-- Perguntas --
• A. Em que revista foi publicado o estudo sobre os neurônios que controlam a febre e o torpor?
• B. No texto sobre os neurônios da febre e do torpor, reescreva o trecho que começa em "Uma pesquisa liderada" e termina em "viagens espaciais prolongadas.", trocando "pesquisa" por "investigação".

Uma pesquisa liderada por uma brasileira na Universidade de Harvard, EUA, descobriu uma população de neurônios que controla a febre e o torpor, um estado de metabolismo e funções fisiológicas severamente reduzidas. Publicado na revista Nature com apoio da Fapesp, o estudo abre novas possibilidades para tratamentos de condições como o acidente vascular cerebral (AVC) e até pode facilitar viagens espaciais prolongadas.
“Esses neurônios, localizados no núcleo mediano pré-óptico do hipotálamo, são identificáveis pela presença do receptor de prostaglandina E2 tipo EP3. Quando inibidos, eles provocam febre, e quando ativados, induzem o torpor, caracterizado por uma queda significativa e prolongada da temperatura corporal e do metabolismo”, explica Natália Machado, professora assistente na Escola de Medicina de Harvard e coautora do estudo junto com o professor Clifford Saper.
“Agora, nosso objetivo é identificar uma molécula circulante responsável por essas respostas, visando desenvolver novos fármacos e tratamentos médicos”, complementa.
Entre os coautores está Luís Henrique Angenendt da Costa, que concluiu um pós-doutorado na Faculdade de Odontologia de Ribeirão Preto da USP e fez estágio no laboratório de Machado com bolsa da Fapesp.

(Dados armazenados)
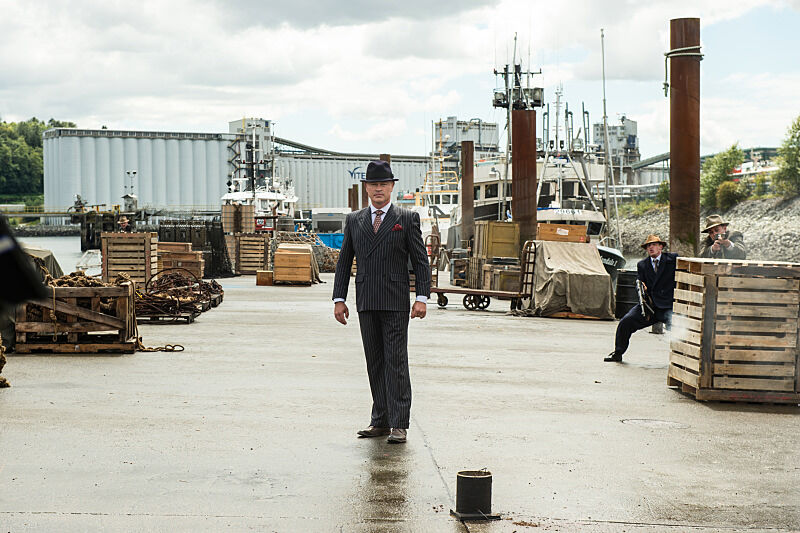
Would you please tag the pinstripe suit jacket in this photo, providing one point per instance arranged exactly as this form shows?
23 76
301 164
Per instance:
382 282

-- Respostas --
• A. Na revista Nature.

• B.
Uma investigação liderada por uma brasileira na Universidade de Harvard, EUA, descobriu uma população de neurônios que controla a febre e o torpor, um estado de metabolismo e funções fisiológicas severamente reduzidas. Publicado na revista Nature com apoio da Fapesp, o estudo abre novas possibilidades para tratamentos de condições como o acidente vascular cerebral (AVC) e até pode facilitar viagens espaciais prolongadas.